Given instruction →
In the records below, find the line containing "Class, indicate each instance of the bush". Output it and every line after it to the end, unchanged, with no pictures.

Data rows →
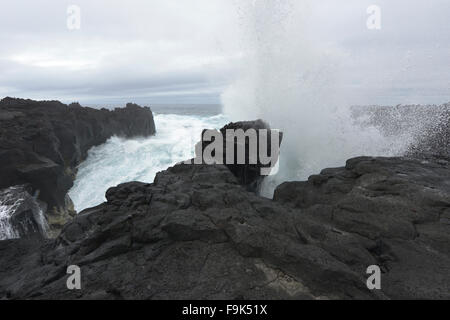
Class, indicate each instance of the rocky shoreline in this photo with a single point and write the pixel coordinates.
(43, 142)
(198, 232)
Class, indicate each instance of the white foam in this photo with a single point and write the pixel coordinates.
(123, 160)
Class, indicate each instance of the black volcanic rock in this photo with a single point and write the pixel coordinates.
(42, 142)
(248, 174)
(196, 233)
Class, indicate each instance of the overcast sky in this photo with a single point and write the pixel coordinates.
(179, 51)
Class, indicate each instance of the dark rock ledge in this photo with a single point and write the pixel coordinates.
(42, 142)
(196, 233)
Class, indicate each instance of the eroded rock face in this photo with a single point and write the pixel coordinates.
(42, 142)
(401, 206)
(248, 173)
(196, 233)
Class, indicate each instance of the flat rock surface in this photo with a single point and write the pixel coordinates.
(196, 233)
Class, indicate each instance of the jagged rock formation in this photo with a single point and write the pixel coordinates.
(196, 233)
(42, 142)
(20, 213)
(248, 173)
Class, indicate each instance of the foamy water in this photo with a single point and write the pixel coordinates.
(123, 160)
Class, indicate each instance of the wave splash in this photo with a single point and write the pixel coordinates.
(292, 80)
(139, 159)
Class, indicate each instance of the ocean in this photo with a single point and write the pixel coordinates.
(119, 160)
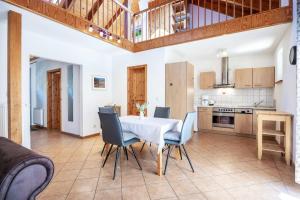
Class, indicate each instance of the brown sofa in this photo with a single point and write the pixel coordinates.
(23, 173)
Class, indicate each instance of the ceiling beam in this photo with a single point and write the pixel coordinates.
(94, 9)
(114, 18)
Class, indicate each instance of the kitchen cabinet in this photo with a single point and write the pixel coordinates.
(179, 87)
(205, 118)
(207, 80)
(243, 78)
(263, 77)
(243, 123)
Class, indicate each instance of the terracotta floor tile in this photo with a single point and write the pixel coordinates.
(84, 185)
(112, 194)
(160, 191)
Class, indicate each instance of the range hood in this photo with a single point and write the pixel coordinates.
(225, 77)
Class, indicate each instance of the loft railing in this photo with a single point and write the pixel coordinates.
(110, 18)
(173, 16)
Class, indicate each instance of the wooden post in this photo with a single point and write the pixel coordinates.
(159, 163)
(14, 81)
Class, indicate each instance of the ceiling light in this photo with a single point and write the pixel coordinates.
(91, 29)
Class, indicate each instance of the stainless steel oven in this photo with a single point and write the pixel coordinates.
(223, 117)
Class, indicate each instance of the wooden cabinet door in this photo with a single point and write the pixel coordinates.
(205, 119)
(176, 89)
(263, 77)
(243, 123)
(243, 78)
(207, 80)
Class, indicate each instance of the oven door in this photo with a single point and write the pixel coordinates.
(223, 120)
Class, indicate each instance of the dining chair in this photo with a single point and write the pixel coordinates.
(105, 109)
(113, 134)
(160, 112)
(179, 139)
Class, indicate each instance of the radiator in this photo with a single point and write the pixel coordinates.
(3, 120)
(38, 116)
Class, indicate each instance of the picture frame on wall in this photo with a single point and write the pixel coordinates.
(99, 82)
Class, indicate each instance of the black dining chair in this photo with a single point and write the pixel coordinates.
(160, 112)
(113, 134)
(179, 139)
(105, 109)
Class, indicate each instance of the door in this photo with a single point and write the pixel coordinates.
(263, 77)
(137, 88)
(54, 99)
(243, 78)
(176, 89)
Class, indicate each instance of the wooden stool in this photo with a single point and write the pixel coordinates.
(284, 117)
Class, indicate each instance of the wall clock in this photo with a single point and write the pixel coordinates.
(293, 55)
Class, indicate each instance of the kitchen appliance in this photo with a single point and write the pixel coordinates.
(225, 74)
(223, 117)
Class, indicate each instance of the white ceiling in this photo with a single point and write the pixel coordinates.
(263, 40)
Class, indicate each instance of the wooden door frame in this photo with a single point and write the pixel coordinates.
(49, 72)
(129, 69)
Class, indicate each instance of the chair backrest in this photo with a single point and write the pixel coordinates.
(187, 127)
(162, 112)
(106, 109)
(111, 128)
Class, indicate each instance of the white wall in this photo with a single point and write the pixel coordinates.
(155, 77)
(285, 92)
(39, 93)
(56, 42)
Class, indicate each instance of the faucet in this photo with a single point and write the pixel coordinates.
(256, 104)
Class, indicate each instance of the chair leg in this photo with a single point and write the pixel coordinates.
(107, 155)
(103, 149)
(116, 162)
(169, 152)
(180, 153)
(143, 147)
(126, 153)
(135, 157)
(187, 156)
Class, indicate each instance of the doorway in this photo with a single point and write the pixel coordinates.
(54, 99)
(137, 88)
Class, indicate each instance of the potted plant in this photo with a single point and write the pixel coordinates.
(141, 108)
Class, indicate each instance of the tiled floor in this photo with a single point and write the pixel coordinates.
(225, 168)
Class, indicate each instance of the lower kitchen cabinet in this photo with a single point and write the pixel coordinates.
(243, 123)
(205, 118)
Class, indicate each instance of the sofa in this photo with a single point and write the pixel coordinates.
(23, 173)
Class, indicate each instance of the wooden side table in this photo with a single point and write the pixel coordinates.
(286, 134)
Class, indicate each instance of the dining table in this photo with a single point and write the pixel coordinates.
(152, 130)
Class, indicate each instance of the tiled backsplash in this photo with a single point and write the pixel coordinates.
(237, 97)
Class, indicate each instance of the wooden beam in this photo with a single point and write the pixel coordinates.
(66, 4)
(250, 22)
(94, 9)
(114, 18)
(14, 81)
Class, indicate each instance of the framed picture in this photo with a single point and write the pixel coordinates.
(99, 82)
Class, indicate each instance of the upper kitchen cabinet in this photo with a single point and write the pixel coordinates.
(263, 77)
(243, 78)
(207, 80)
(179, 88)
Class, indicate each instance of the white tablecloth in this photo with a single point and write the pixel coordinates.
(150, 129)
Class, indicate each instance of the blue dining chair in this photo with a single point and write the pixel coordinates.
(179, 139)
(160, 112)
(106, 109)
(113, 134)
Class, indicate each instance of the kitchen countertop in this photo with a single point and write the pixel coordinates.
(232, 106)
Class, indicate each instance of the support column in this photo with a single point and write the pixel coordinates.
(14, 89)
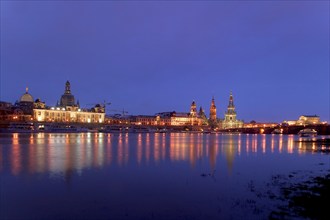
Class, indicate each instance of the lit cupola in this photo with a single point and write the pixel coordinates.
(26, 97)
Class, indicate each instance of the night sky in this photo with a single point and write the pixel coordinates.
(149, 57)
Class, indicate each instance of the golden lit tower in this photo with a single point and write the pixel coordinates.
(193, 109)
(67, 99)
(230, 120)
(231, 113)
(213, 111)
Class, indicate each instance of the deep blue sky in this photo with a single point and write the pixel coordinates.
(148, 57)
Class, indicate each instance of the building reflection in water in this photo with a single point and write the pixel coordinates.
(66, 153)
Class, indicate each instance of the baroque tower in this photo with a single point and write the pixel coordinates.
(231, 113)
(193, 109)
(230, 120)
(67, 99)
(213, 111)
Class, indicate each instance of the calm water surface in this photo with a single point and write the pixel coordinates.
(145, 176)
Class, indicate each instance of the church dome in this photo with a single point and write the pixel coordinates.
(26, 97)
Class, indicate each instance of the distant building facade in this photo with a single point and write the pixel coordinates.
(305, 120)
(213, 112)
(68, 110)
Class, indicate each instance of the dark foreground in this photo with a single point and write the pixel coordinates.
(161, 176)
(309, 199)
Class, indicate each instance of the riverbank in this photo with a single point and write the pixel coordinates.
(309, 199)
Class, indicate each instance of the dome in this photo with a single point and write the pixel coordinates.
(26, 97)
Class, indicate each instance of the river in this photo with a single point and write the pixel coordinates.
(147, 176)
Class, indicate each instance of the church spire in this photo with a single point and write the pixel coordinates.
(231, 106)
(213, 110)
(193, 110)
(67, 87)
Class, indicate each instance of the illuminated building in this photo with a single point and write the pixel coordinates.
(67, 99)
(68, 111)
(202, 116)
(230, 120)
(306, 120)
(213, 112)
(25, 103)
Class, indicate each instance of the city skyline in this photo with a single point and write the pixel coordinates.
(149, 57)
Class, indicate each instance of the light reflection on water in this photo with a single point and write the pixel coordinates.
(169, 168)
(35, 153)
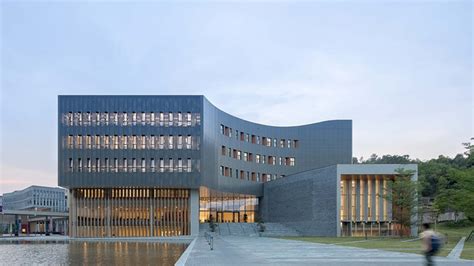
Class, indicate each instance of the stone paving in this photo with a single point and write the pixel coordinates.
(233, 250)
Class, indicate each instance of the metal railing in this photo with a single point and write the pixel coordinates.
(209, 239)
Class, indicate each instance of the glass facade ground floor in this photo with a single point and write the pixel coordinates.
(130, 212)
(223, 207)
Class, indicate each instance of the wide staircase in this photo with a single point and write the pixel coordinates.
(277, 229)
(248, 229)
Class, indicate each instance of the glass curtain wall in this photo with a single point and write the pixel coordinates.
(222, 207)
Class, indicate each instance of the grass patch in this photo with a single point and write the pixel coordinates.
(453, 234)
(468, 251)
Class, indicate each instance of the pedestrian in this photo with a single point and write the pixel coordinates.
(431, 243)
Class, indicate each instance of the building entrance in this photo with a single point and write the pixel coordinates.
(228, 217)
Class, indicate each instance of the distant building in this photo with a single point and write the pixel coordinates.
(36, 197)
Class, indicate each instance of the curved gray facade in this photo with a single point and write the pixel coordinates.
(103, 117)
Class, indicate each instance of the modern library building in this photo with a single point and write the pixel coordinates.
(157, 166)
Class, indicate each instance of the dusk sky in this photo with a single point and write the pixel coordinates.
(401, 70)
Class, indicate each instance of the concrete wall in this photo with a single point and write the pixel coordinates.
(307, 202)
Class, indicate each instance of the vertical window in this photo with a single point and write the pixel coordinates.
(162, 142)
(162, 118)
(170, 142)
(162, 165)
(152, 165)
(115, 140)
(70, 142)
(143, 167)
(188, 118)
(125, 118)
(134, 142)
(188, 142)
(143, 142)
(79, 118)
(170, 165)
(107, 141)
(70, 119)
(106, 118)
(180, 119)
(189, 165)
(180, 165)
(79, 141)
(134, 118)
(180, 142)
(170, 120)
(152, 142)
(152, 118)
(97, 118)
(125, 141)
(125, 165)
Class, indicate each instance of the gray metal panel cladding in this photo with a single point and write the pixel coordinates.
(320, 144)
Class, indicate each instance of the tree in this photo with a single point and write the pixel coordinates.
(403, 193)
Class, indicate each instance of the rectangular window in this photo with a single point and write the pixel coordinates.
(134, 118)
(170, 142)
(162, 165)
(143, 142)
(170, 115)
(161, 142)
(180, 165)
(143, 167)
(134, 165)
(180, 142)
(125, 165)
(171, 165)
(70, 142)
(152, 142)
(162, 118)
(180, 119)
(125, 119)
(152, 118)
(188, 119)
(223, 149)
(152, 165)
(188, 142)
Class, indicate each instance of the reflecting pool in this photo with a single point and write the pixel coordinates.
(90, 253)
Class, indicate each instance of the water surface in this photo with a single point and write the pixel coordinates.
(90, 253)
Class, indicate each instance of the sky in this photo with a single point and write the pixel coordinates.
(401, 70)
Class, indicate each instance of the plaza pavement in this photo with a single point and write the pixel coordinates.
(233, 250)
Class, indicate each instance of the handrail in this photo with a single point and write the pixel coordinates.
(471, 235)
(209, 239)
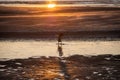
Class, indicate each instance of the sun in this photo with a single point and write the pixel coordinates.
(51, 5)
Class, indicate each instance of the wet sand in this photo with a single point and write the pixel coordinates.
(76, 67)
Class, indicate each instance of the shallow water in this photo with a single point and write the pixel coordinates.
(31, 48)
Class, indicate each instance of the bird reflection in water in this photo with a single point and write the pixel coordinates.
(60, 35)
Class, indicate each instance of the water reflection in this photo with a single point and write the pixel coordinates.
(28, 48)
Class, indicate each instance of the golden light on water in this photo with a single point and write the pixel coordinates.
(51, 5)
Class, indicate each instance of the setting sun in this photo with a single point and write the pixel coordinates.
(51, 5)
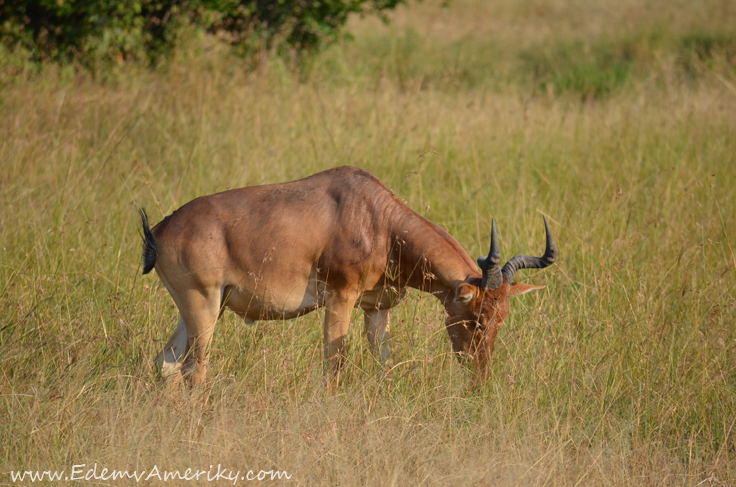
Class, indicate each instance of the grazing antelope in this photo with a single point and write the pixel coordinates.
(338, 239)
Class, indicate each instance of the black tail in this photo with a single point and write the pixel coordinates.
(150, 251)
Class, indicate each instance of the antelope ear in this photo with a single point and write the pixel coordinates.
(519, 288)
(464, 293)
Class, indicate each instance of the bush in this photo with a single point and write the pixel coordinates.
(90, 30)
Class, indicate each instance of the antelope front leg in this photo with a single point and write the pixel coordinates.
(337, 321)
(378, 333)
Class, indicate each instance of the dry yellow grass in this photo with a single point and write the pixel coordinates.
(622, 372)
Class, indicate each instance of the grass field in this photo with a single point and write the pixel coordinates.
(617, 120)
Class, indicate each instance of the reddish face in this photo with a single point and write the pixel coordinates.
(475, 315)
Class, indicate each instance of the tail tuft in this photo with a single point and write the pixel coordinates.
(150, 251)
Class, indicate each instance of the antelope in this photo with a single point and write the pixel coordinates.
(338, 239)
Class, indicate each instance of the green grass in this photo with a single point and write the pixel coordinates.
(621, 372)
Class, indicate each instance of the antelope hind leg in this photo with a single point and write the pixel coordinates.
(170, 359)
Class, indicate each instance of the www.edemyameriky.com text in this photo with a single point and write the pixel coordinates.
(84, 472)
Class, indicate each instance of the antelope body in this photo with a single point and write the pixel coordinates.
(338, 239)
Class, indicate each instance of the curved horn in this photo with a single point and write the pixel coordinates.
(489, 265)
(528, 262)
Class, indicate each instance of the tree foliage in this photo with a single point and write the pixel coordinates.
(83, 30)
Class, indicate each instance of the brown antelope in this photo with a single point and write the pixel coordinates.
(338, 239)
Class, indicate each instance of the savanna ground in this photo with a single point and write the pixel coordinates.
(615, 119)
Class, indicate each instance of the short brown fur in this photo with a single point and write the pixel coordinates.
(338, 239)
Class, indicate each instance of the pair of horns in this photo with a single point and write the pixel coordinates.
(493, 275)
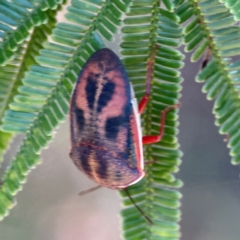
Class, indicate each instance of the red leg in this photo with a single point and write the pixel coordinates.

Completed task →
Class, indicate each instance of the bush in this photo with a single point and write the pixel coordinates.
(90, 30)
Class, indicate each instance of the antelope front leg in this photo with a single point and write the pixel coordinates.
(337, 321)
(378, 333)
Class, indicate each instance of the dry yellow grass in this photo with a single point and write the pixel coordinates.
(622, 372)
Class, indicate each instance of the grass field in this photo with a single point and write the pixel coordinates.
(617, 120)
Class, indicate each instance of the reddish face in this photo with a single point and write the pixel coordinates.
(475, 315)
Class, indicate each instance of the tail tuft in this photo with a single point and write the pixel coordinates.
(150, 251)
Class, indicate each instance of the antelope in this photo with a single point and write the pixel coordinates.
(338, 239)
Class, indicate each instance of the green grass in this photo with a single point and write the pixel coordinates.
(621, 372)
Class, indicate each instance of the antelope hind leg in this photo with a single point and write the pixel coordinates.
(170, 359)
Class, indicate each instance of the www.edemyameriky.com text in this photo with a single point and write the pixel coordinates.
(84, 472)
Class, indicate each instance of the antelope body in this photo with a single point and write the pixel coordinates.
(338, 239)
Class, indicate each instance of the curved horn in this photo with a single point and write the pixel coordinates.
(489, 265)
(528, 262)
Class, indicate each instance of the tree foliage in this photo with a single point and write the pixel coordinates.
(83, 30)
Class, indicate each instance of the brown antelope in this photo with a single point and write the pixel coordinates.
(338, 239)
Class, indicate each instance of the savanna ground in this photo with a single point and write the pixel coordinates.
(615, 119)
Class, indicate each instance of the short brown fur in this photo with a single point and write the pixel coordinates.
(338, 239)
Class, indicate each instance of the pair of horns in this photo with a single point and write the pixel coordinates.
(493, 275)
Class, indicate each instance of the red leg in this photo with a single point and write the pixel coordinates.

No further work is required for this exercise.